» Document excerpt:
During the oral proceedings, the patent proprietor did not object to the use of the English language. Since translation from German to French was available, the board could have exclusively used these languages had it been made aware of the error as soon as English was used during the Chairman's introduction of the case or as soon as the first question was asked not in French or in German.

Therefore the decision could have been taken on 24 June 2025 without any question of adjourning the proceedings.

Moreover, since the patent proprietor confirmed at the end of the proceedings that it had been able to discuss all relevant aspects of the case, it had deprived itself of an opportunity to have any remark of a member of the board repeated in French. Thus the board had to assume that the whole content of the oral proceedings had been well understood and sufficiently addressed by the patent proprietor.

Against this background, the Chairman closed the debate and announced the present decision.

2. Auxiliary request 1, inventive step, Article 56 EPC

2.1 The patent is directed to a transparent glass-ceramic of lithium aluminosilicate type (LAS) containing a solid solution of beta-quartz as the main crystalline phase.

2.2 D6 was cited by the opponent as a possible starting point for an inventive-step objection.

D6 is directed to an LAS glass-ceramic and is therefore suitable for this purpose.

It is undisputed that the subject-matter of claim 1 differs from D6, example 9 only in the Al2O3 content (opponent's statement of grounds of appeal: marginal no. 22; patent proprietor's statement of grounds of appeal: page 30, last paragraph, in combination with page 15, first paragraph).

The board concurs with this assessment.

» Rows from a pointing dataset:
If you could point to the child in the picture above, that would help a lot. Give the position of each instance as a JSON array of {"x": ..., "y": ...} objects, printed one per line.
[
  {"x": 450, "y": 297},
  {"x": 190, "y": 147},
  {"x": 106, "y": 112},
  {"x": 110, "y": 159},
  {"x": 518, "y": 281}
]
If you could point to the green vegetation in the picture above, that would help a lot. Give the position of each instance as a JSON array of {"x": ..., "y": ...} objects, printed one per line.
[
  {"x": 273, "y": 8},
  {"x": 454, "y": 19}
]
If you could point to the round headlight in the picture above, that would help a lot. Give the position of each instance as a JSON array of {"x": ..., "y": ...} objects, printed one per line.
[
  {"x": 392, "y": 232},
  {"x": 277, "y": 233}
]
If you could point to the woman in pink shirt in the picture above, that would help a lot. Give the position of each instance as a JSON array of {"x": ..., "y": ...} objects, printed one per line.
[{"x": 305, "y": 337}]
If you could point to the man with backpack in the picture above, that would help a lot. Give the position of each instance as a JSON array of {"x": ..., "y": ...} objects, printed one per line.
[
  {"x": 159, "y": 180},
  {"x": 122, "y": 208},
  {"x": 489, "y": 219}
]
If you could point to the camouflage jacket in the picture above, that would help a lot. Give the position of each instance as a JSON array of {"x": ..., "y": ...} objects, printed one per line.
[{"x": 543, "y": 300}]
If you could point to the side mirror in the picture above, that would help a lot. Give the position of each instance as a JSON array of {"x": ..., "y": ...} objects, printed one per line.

» What you need to do:
1. Answer the following from the decision excerpt:
(a) On what date could the decision have been taken?
(b) What is the main crystalline phase of the glass-ceramic to which the patent is directed?
(c) In what respect does the subject-matter of claim 1 differ from D6, example 9?
2. List every language named in the decision excerpt.
3. According to the decision excerpt, why did the board have to assume that the whole content of the oral proceedings had been well understood and sufficiently addressed by the patent proprietor?

» Full answers:
1.
(a) 24 June 2025
(b) A solid solution of beta-quartz
(c) Only in the Al2O3 content

2. English, German, French

3. At the end of the proceedings, the patent proprietor confirmed that it had been able to discuss all relevant aspects of the case. It thereby deprived itself of an opportunity to have any remark of a board member repeated in French.